Dataset rows showing where objects appear:
········

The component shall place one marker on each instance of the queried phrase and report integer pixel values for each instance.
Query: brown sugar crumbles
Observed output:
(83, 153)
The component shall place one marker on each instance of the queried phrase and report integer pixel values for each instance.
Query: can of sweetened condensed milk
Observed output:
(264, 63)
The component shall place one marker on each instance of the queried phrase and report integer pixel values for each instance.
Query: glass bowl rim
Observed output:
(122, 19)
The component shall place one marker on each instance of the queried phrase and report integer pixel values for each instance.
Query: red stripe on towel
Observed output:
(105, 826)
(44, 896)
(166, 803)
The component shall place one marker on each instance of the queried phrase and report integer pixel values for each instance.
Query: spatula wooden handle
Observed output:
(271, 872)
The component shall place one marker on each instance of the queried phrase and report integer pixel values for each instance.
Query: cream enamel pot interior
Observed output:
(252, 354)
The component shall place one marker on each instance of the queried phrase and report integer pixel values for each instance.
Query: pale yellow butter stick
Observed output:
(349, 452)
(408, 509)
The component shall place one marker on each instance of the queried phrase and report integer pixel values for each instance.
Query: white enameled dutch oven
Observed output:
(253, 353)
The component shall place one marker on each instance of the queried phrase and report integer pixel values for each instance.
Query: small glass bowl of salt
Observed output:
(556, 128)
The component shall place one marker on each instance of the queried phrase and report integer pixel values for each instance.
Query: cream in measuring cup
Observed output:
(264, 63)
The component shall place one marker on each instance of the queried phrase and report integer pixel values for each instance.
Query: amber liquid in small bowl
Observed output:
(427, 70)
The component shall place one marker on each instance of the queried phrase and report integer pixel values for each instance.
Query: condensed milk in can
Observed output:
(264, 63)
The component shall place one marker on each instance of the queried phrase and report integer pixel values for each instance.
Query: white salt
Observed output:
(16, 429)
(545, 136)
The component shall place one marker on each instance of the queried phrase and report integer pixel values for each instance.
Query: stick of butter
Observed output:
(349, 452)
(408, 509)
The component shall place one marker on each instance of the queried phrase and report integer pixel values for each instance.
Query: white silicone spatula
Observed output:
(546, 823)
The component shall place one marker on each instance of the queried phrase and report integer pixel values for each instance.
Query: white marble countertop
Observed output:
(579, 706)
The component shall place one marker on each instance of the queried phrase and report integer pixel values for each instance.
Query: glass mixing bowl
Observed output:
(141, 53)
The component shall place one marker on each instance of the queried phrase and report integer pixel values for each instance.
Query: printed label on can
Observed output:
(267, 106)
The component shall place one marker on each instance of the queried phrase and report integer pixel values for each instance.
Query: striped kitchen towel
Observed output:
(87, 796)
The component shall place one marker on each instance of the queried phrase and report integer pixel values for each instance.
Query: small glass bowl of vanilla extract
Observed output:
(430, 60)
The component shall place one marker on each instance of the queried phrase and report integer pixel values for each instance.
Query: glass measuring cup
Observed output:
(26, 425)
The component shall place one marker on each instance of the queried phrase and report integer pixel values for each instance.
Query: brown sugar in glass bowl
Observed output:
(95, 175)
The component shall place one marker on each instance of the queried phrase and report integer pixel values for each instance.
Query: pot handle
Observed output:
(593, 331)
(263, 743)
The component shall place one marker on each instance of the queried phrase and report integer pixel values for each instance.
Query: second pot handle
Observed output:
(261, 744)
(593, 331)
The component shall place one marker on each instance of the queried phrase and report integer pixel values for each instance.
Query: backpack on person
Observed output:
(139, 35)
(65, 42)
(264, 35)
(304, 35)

········

- Set task: From the items above, return each line in which the word "butter" appears.

- Solution to the exercise:
Query: pale yellow butter stick
Query: stick of butter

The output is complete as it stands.